### Saved entries
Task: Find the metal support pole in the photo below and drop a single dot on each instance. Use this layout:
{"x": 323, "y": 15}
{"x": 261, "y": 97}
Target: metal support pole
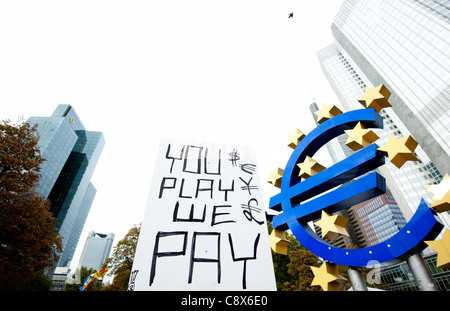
{"x": 357, "y": 279}
{"x": 421, "y": 273}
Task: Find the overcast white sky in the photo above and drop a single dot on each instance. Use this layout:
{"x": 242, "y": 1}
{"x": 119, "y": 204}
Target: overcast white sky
{"x": 235, "y": 72}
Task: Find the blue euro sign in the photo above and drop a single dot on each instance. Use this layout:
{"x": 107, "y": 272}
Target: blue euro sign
{"x": 296, "y": 215}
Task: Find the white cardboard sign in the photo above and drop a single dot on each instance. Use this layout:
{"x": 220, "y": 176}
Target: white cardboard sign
{"x": 204, "y": 227}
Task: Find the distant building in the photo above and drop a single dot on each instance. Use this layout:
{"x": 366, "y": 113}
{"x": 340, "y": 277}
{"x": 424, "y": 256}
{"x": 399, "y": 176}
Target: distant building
{"x": 96, "y": 250}
{"x": 389, "y": 42}
{"x": 400, "y": 278}
{"x": 71, "y": 154}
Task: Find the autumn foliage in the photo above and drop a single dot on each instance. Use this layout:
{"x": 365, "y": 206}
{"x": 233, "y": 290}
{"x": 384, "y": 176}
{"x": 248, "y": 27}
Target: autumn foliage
{"x": 28, "y": 239}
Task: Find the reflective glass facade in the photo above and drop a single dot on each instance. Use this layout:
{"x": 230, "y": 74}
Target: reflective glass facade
{"x": 72, "y": 153}
{"x": 96, "y": 250}
{"x": 404, "y": 44}
{"x": 349, "y": 80}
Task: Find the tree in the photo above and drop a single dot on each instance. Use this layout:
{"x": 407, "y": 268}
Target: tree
{"x": 121, "y": 261}
{"x": 28, "y": 239}
{"x": 292, "y": 271}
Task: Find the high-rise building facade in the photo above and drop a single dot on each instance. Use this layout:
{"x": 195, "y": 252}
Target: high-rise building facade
{"x": 350, "y": 67}
{"x": 72, "y": 153}
{"x": 372, "y": 221}
{"x": 96, "y": 250}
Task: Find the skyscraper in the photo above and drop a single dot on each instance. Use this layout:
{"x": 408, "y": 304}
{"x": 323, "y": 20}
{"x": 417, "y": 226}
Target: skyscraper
{"x": 364, "y": 56}
{"x": 72, "y": 153}
{"x": 404, "y": 45}
{"x": 96, "y": 250}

### EXERCISE INSTRUCTIONS
Every line above goes into your copy exactly; no images go in.

### SOLUTION
Task: Find the metal support pole in the photo below and drop a single dot on each instance. Use this layout:
{"x": 323, "y": 15}
{"x": 261, "y": 97}
Target: metal support pole
{"x": 357, "y": 279}
{"x": 421, "y": 273}
Task: Find the overcast white sky in the photo above and drop a single dot on each instance. Use this layout:
{"x": 242, "y": 1}
{"x": 119, "y": 204}
Target: overcast white sky
{"x": 235, "y": 72}
Task: Find the blue euro sign in the photo above and drop a single dot on each instance. Use this layout:
{"x": 107, "y": 272}
Target: blue euro sign
{"x": 296, "y": 215}
Task: Find the white cardboard sign in the photo above and drop a single dot on each instance. Use this layout:
{"x": 220, "y": 176}
Target: white cardboard sign
{"x": 204, "y": 227}
Task: Find the distant building in the photo above and drop a single dot on each instance. Use this layout:
{"x": 366, "y": 113}
{"x": 340, "y": 277}
{"x": 424, "y": 256}
{"x": 399, "y": 176}
Target: distant building
{"x": 96, "y": 250}
{"x": 389, "y": 42}
{"x": 400, "y": 278}
{"x": 71, "y": 154}
Task: Find the autumn foliage in the photo above and drop a single dot on each instance. Use this layout:
{"x": 365, "y": 206}
{"x": 233, "y": 290}
{"x": 384, "y": 176}
{"x": 248, "y": 27}
Target: autumn foliage
{"x": 28, "y": 239}
Task: Find the reflective glass facade in the photo above and drop a single dot on each instance. Use this layout:
{"x": 230, "y": 74}
Target: reflective glass facade
{"x": 72, "y": 153}
{"x": 96, "y": 250}
{"x": 404, "y": 44}
{"x": 349, "y": 80}
Task: Find the tree in the photo above and drop a single dot on each instance. Use this layout:
{"x": 407, "y": 268}
Target: tree
{"x": 121, "y": 261}
{"x": 28, "y": 239}
{"x": 292, "y": 271}
Task: Find the high-rise building facade in the photo above and drop a single dot on each instance. Use this layout:
{"x": 195, "y": 252}
Target: high-rise building facade
{"x": 350, "y": 67}
{"x": 72, "y": 153}
{"x": 372, "y": 221}
{"x": 96, "y": 250}
Task: Find the skyscraper in the photo above and drop a single dot on each instance. Use this layout:
{"x": 408, "y": 304}
{"x": 323, "y": 20}
{"x": 417, "y": 226}
Target: skyscraper
{"x": 364, "y": 56}
{"x": 72, "y": 153}
{"x": 404, "y": 45}
{"x": 96, "y": 250}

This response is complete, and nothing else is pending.